EXERCISE OBJECTIVE:
Can you recast the listing as a Markdown table with the columns Row and Line, covering only the lines from the one with "trace the outline of every instance of the glass" through the one with "829 325 L 834", both included, and leaving out any blank lines?

Data lines:
[start]

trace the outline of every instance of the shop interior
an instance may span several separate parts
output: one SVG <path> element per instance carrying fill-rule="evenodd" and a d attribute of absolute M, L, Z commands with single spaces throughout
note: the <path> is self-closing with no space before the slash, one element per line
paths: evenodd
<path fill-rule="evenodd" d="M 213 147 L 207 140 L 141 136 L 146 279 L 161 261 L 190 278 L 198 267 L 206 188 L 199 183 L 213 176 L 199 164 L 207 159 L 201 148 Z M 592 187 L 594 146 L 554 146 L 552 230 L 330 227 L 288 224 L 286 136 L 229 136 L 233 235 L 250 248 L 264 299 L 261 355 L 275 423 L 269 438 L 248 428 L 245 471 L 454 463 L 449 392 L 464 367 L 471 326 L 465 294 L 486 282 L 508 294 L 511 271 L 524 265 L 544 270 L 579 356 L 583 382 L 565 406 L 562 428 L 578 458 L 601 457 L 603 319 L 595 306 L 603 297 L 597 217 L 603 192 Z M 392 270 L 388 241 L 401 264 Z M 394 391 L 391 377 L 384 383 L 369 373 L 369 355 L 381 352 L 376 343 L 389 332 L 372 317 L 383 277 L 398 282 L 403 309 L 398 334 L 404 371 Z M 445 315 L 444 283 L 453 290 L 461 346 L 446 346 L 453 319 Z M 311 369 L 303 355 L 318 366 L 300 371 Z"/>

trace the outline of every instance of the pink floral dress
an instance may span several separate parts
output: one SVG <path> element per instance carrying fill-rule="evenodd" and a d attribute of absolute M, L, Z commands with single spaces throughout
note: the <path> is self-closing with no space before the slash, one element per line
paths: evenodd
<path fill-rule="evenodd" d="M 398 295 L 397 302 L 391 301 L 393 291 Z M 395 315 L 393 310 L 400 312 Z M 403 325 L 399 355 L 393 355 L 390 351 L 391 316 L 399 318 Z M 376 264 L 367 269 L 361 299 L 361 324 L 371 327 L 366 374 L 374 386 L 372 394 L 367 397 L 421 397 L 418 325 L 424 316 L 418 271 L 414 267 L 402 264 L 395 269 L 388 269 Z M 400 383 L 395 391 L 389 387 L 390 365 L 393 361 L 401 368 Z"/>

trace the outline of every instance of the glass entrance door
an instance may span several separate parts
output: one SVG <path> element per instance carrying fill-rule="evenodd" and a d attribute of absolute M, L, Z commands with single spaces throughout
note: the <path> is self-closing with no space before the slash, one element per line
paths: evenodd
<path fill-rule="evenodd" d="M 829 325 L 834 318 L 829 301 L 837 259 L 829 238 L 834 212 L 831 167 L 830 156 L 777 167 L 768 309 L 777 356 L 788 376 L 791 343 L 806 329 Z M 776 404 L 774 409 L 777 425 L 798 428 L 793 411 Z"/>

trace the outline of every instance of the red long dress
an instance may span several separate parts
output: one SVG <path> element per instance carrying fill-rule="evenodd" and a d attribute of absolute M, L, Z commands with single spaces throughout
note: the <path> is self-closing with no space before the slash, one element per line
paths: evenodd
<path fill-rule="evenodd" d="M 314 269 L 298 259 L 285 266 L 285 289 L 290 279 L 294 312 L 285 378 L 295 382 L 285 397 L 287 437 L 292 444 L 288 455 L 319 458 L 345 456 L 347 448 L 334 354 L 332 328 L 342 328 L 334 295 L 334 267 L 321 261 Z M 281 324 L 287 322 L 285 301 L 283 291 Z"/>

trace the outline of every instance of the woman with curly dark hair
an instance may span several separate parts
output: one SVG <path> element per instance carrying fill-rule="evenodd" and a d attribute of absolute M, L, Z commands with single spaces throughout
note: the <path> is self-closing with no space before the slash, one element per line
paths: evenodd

[end]

EXPECTED OUTPUT:
| Row | Line |
|---|---|
| 1 | trace the outline of every instance of the glass entrance door |
| 2 | an instance may span several separate parts |
| 3 | output: one SVG <path> element per instance carrying fill-rule="evenodd" and a d attribute of absolute M, L, Z commands with single spaces throughout |
| 4 | note: the <path> is self-closing with no space before the slash, one element per line |
| 5 | paths: evenodd |
| 6 | <path fill-rule="evenodd" d="M 829 325 L 834 318 L 829 301 L 837 259 L 829 238 L 834 212 L 831 167 L 830 156 L 777 167 L 768 309 L 777 356 L 788 376 L 791 343 L 806 329 Z M 776 404 L 774 409 L 777 425 L 798 428 L 793 411 Z"/> |